§ SELECTED EXTRACT

Of the 16 state secondary schools in the Tameside borough, there are just 35 places (7pc) in schools rated “good”, while 263 places (52pc) are at schools requiring improvement.

The remaining 204 places (41pc) are at a school rated “inadequate”.

Private school fees rose by an average of 8pc for the 2023-24 academic year, while the inflation rate for the 12 months up to last September was 6pc.

Last month, the Telegraph revealed that many parents forced to pull their children out of private schools in the face of Labour’s VAT raid face a black hole of “outstanding” state schools in their local area.

Cambridgeshire has warned it has “no available spaces in secondary schools in the Fenland area”, and in Oxfordshire there were said to be several areas that have “very few or no” places.

Sir Keir Starmer has promised to spend the £1.7bn he claims the policy will raise on recruiting 6,500 new state school teachers.

§ Collected data entries
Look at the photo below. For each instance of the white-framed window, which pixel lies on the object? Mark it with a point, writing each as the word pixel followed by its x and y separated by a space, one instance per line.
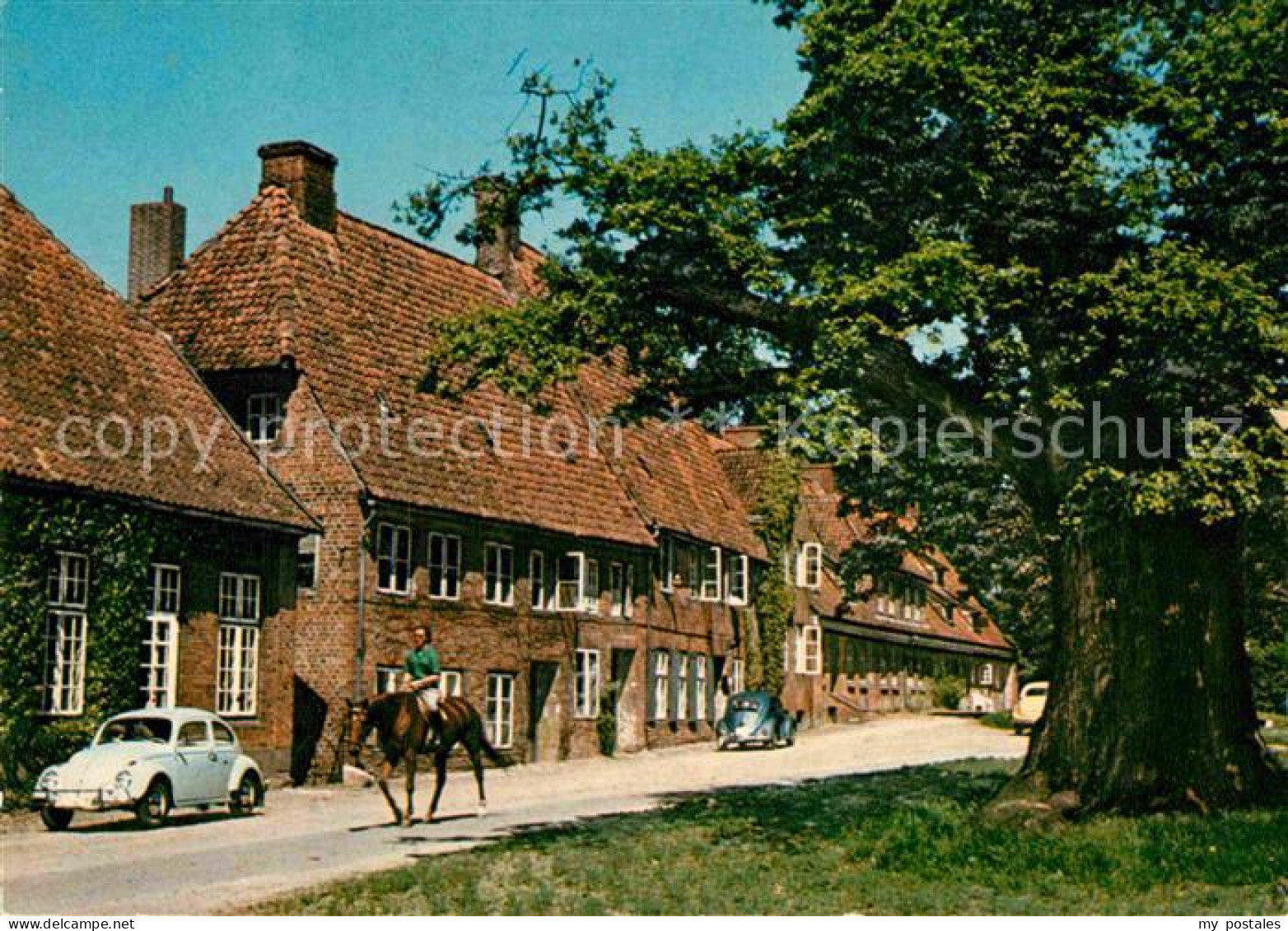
pixel 586 684
pixel 661 684
pixel 263 417
pixel 590 597
pixel 809 566
pixel 236 684
pixel 693 568
pixel 500 709
pixel 682 687
pixel 617 586
pixel 64 635
pixel 497 573
pixel 571 581
pixel 700 688
pixel 307 563
pixel 666 564
pixel 393 559
pixel 537 580
pixel 451 682
pixel 809 649
pixel 161 638
pixel 712 570
pixel 738 577
pixel 445 566
pixel 735 677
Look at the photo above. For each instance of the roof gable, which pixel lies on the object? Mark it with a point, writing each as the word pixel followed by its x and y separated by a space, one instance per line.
pixel 72 349
pixel 361 308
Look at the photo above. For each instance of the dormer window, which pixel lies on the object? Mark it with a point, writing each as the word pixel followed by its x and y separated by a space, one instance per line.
pixel 712 579
pixel 667 566
pixel 263 417
pixel 737 576
pixel 809 566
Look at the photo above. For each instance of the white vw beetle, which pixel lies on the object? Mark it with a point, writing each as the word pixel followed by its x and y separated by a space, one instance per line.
pixel 152 760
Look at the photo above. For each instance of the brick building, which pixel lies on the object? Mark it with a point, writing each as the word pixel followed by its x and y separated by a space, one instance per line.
pixel 849 656
pixel 568 566
pixel 82 379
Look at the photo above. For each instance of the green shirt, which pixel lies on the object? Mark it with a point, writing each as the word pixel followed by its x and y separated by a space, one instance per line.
pixel 422 662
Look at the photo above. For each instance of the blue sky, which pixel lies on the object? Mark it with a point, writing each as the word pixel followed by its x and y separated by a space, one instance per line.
pixel 103 103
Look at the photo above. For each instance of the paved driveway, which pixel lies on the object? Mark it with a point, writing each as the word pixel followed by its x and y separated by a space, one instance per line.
pixel 203 863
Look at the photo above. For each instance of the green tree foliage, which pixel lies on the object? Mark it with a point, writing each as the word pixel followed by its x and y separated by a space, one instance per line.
pixel 1057 230
pixel 774 600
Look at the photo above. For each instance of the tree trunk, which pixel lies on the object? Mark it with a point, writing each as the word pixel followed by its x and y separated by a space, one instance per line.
pixel 1150 705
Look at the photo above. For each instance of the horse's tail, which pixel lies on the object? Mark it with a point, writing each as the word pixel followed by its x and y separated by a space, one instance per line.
pixel 499 759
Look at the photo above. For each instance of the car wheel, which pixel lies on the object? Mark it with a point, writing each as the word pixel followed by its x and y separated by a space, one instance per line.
pixel 153 808
pixel 56 819
pixel 248 794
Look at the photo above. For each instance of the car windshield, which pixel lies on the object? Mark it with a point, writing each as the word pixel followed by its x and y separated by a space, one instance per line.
pixel 134 729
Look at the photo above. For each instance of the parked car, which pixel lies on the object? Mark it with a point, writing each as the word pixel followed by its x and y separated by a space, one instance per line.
pixel 755 718
pixel 152 761
pixel 1030 706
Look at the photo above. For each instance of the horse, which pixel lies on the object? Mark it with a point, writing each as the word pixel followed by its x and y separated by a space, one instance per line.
pixel 402 729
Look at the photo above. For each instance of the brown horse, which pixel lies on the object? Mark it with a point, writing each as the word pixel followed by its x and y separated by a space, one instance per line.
pixel 402 730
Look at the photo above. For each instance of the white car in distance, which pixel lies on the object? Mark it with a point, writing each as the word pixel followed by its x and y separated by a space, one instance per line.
pixel 152 761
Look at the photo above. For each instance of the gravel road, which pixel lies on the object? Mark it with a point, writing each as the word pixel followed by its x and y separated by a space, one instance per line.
pixel 209 863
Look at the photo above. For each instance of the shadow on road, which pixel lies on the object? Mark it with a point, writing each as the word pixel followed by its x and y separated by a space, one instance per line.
pixel 128 823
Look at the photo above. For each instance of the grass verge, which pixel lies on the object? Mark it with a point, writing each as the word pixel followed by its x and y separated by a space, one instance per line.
pixel 906 842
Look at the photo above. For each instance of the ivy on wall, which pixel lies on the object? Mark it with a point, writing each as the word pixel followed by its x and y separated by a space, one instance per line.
pixel 776 506
pixel 120 543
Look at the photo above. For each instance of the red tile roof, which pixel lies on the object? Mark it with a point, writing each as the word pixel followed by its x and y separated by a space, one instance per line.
pixel 71 348
pixel 673 470
pixel 358 310
pixel 840 527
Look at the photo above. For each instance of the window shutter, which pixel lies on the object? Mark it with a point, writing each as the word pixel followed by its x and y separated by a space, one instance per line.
pixel 673 697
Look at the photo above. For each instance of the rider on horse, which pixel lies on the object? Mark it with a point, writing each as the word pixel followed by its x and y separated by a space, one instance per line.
pixel 425 671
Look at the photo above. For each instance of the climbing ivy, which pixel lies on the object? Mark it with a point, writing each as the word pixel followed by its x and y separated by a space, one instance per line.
pixel 776 506
pixel 120 543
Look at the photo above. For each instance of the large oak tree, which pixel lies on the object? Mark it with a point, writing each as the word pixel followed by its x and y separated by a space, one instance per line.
pixel 1045 221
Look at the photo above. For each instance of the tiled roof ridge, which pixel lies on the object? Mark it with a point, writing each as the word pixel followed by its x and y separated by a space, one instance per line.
pixel 91 276
pixel 434 251
pixel 336 440
pixel 232 426
pixel 614 465
pixel 61 281
pixel 215 239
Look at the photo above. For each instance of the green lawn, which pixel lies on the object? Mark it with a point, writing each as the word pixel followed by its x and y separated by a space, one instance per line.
pixel 901 842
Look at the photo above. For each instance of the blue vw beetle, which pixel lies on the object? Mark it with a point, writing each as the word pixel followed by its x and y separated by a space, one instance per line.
pixel 755 718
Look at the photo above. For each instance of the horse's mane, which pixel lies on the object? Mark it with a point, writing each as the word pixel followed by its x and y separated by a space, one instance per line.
pixel 386 706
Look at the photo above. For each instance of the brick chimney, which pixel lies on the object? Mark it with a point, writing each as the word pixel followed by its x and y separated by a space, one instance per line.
pixel 156 242
pixel 496 219
pixel 308 175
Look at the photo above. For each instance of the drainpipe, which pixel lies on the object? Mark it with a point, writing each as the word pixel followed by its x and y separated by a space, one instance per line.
pixel 360 661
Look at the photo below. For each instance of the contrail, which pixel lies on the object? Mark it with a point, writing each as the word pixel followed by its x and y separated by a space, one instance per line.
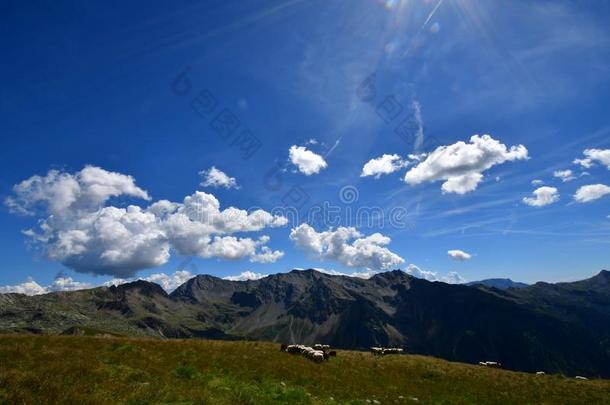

§ SET PROBLEM 1
Answer these questions using the passage on school places.
(a) What percentage of secondary school places in Tameside are at schools rated "good"?
(b) By what average percentage did private school fees rise for the 2023-24 academic year?
(c) How many new state school teachers has Sir Keir Starmer promised to recruit?
§ SET PROBLEM 2
From the passage on school places, return the text from "The remaining 204" to "state school teachers.", copied word for word.
§ SET PROBLEM 3
Take the passage on school places further, continuing on from its final sentence.

§ EXPECTED ANSWER 1
(a) 7pc (35 places)
(b) 8pc
(c) 6,500

§ EXPECTED ANSWER 2
The remaining 204 places (41pc) are at a school rated “inadequate”.

Private school fees rose by an average of 8pc for the 2023-24 academic year, while the inflation rate for the 12 months up to last September was 6pc.

Last month, the Telegraph revealed that many parents forced to pull their children out of private schools in the face of Labour’s VAT raid face a black hole of “outstanding” state schools in their local area.

Cambridgeshire has warned it has “no available spaces in secondary schools in the Fenland area”, and in Oxfordshire there were said to be several areas that have “very few or no” places.

Sir Keir Starmer has promised to spend the £1.7bn he claims the policy will raise on recruiting 6,500 new state school teachers.

§ EXPECTED ANSWER 3
However, the IFS estimates that 7pc of private school pupils – around 40,000 – could be forced to pull out if Labour follows through with its promise to strip private schools of their charitable status.

The Independent Schools Council, which represents the private education sector, has claimed that the true number could be up to 100,000, as parents struggle to afford the fee increase.

A Labour spokesman said: “The next Labour government will break down the barriers to opportunity by investing in all of our state schools and recruiting over 6,500 new teachers through ending the tax breaks for private schools.”